— DESCRIPTION OF THE TASK —
Print all the entries verbatim.

[Records from a dataset]
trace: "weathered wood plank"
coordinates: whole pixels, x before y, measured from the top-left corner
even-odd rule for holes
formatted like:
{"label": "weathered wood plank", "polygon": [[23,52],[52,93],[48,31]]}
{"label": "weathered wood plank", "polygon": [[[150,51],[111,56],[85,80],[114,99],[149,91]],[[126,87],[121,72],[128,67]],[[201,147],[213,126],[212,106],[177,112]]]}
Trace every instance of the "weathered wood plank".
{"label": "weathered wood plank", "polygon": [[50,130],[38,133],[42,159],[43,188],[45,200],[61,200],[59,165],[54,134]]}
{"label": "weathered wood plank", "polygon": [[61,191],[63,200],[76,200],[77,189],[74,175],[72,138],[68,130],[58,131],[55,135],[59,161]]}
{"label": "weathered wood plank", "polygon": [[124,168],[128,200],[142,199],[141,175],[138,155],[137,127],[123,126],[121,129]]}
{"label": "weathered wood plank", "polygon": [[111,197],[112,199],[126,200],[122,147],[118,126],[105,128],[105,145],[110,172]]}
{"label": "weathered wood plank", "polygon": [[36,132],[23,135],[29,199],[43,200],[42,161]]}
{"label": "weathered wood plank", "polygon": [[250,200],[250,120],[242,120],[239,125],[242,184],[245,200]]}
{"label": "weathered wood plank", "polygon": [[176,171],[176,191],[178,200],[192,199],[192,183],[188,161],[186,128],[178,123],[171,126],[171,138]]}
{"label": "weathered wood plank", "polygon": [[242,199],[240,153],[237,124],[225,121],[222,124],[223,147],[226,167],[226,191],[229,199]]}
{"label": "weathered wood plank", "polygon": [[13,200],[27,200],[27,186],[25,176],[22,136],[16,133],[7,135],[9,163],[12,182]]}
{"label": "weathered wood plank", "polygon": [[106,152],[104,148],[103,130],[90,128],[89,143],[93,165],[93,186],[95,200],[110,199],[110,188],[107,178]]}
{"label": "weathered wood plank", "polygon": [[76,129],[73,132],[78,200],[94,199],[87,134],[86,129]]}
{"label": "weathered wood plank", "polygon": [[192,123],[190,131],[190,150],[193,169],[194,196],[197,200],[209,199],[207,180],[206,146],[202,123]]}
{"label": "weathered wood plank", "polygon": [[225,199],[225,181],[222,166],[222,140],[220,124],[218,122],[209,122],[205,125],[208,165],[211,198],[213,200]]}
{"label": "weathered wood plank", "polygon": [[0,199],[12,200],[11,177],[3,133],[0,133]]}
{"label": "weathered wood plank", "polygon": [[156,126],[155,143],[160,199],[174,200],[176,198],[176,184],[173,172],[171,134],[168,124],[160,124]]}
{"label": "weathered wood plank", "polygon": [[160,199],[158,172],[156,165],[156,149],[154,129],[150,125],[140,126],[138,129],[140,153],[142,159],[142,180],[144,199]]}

— SOLUTION FOR THIS TASK —
trace: "weathered wood plank"
coordinates: whole pixels, x before y, measured from the top-left corner
even-odd rule for holes
formatted like:
{"label": "weathered wood plank", "polygon": [[23,52],[52,93],[48,31]]}
{"label": "weathered wood plank", "polygon": [[[150,51],[111,56],[85,80],[114,99],[149,91]],[[126,87],[121,72],[128,67]],[[201,147],[213,126],[212,106],[177,112]]]}
Trace every instance of the "weathered wood plank".
{"label": "weathered wood plank", "polygon": [[50,130],[38,133],[42,159],[43,188],[45,200],[61,200],[59,165],[54,134]]}
{"label": "weathered wood plank", "polygon": [[61,191],[63,200],[76,200],[77,189],[74,175],[72,138],[68,130],[58,131],[55,135],[59,161]]}
{"label": "weathered wood plank", "polygon": [[124,168],[128,200],[142,199],[141,175],[138,155],[137,127],[123,126],[121,129]]}
{"label": "weathered wood plank", "polygon": [[111,197],[112,199],[126,200],[122,147],[118,126],[105,128],[105,145],[110,172]]}
{"label": "weathered wood plank", "polygon": [[36,132],[23,135],[29,199],[43,200],[42,161]]}
{"label": "weathered wood plank", "polygon": [[250,200],[250,120],[242,120],[239,125],[242,184],[245,200]]}
{"label": "weathered wood plank", "polygon": [[176,171],[176,191],[178,200],[192,199],[192,183],[188,161],[186,128],[178,123],[171,126],[171,138]]}
{"label": "weathered wood plank", "polygon": [[242,199],[240,153],[237,124],[225,121],[222,124],[223,147],[226,167],[226,191],[229,199]]}
{"label": "weathered wood plank", "polygon": [[13,200],[27,200],[27,186],[25,176],[22,136],[16,133],[7,135],[9,163],[12,182]]}
{"label": "weathered wood plank", "polygon": [[106,152],[104,148],[103,130],[90,128],[89,143],[93,165],[93,186],[95,200],[110,199],[110,188],[107,178]]}
{"label": "weathered wood plank", "polygon": [[76,129],[73,132],[78,200],[94,199],[87,134],[86,129]]}
{"label": "weathered wood plank", "polygon": [[192,123],[190,131],[190,150],[193,169],[194,196],[197,200],[209,199],[207,180],[206,146],[202,123]]}
{"label": "weathered wood plank", "polygon": [[225,199],[225,181],[222,166],[222,140],[220,124],[218,122],[209,122],[205,125],[208,165],[211,198],[213,200]]}
{"label": "weathered wood plank", "polygon": [[0,199],[12,200],[11,177],[3,133],[0,133]]}
{"label": "weathered wood plank", "polygon": [[156,126],[155,143],[160,199],[174,200],[176,198],[176,184],[173,172],[171,134],[168,124],[160,124]]}
{"label": "weathered wood plank", "polygon": [[160,199],[158,172],[156,165],[156,149],[154,129],[150,125],[140,126],[138,129],[140,153],[142,159],[142,180],[144,199]]}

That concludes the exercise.